» **TASKS**:
1. From the discussion of sales relationships, copy word for word the part that begins with the words containing "In answer to" and ends with "methodology for us!".
2. Pick up the discussion of sales and customer relationships where it stops and keep writing it.

[DOCUMENT PASSAGE Boundary: Start]

I can see the models beginning to change, things that we never thought we could buy online (cars? houses? appliances?) being bought online and the 1:1 relationship being transformed into a community support relationship. Prices are no longer a secret, nor are features and -- well, just about everything can be found online now... right?
Wouldn't any sales organization get off the st-- silly model of pushing for 1:1 relationships and "trickery" as a way to get an extra dollar our of the customer in exchange for keeping communities well informed, content, and supporting the individual's need to purchase?
Yeah, I can see how old habits would die hard. Unfortunately, sales has not choice on this one as the customer is dictating the change. I like what you are doing, in part, for now.
But the model has a very limited shelf life and we need someone to begin innovating in social sales.
Anneke, greetings! Long time no talk.
In answer to your question, yes, we are absolutely monitoring the ROI's. We're very metrics oriented at Helpstream. In fact, our product development process thrives on it. We start out introducing fairly generic functionality, but with lots of metrics. We then work with interested customers to refine Best Practices through an analysis of those metrics. When we find Best Practices that are broadly applicable across customers, we then seek to automate them as product features. It's been a very successful methodology for us!
Esteban,
I agree totally with your sentiments. Sales wants pure 1:1 because they want control. I've often seen Salespeople go out of their way not to bring everyone to the table that could help, because they fear that loss of control.
The trouble is, there is little for the customer to gain through a 1:1 relationship, and in this day and age, the customer controls the conversation. Talented salespeople will work this to their advantage. They know the power of references. Instead of references being that final, very formal, almost Victorian Royal Court procedure, they'll be more continuous during the buying cycle, and more customers will be involved.
That's ok and will potentially accelerate both the likelihood of closing and the velocity. The best salespeople I ever worked with always realized the customer was in control, and facilitated that.

[DOCUMENT PASSAGE Boundary: End]
[INFORMATION SUPPLIED Boundary: Start]

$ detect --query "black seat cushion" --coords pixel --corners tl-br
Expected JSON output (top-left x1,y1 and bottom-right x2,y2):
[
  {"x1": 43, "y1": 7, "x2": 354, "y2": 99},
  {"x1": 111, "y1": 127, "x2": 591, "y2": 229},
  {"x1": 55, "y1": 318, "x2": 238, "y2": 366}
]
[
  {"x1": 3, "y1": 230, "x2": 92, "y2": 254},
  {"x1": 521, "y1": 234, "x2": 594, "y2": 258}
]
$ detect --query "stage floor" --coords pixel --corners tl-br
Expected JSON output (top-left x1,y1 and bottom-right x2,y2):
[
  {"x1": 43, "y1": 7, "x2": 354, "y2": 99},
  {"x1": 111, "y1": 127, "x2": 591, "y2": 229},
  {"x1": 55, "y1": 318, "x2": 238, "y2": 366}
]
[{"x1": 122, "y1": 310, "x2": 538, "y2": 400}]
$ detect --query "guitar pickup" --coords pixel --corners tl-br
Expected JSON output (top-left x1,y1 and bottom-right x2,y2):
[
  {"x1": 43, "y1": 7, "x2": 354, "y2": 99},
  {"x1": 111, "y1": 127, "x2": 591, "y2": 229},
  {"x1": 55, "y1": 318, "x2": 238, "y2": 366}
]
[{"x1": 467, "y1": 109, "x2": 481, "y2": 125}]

[INFORMATION SUPPLIED Boundary: End]

» **ANSWER SET**:
1.
In answer to your question, yes, we are absolutely monitoring the ROI's. We're very metrics oriented at Helpstream. In fact, our product development process thrives on it. We start out introducing fairly generic functionality, but with lots of metrics. We then work with interested customers to refine Best Practices through an analysis of those metrics. When we find Best Practices that are broadly applicable across customers, we then seek to automate them as product features. It's been a very successful methodology for us!

2.
Cheers,
BW
hi bob,
found this to be an interesting read on how SCRM can evolve to encompass different facets of CRM and help in the process.
But,I wonder if there are really apps/vendors out there who provide these ?(please correct me if i am wrong here). though even I looked at SCRM in a different manner here @JohnFMoore and I had an interesting discussion on attending a memorial service for SCRM and visitng this baby in the hospital!
My point here is the model suggested is defintely a step in the right direction, but is it too soon too fast? I beleive SCRM is still evolving and needs time to "open its umbrella" over CRM/others. SFDC's service cloud 2 is a definite start in the right direction with its twitter integration. THere is stil a long way to go before actual integration and custom options are made available in this fast growing space.
My two cents though, and any POV's/comments are more than welcome to add more value to this fruitful blog.
Venkat, too soon too fast for whom?
For vendors late getting their act together, perhaps. For customers, there is endless evidence available today that vendors are late to the social media party and that customers are ready to engage today.
You can choose to engage with them and join their conversation, or you can be afraid its too soon and too fast. It doesn't matter to your customers. They're going to be talking about you via social media either way.
You'll be too little too late if your competition figures this out before you have!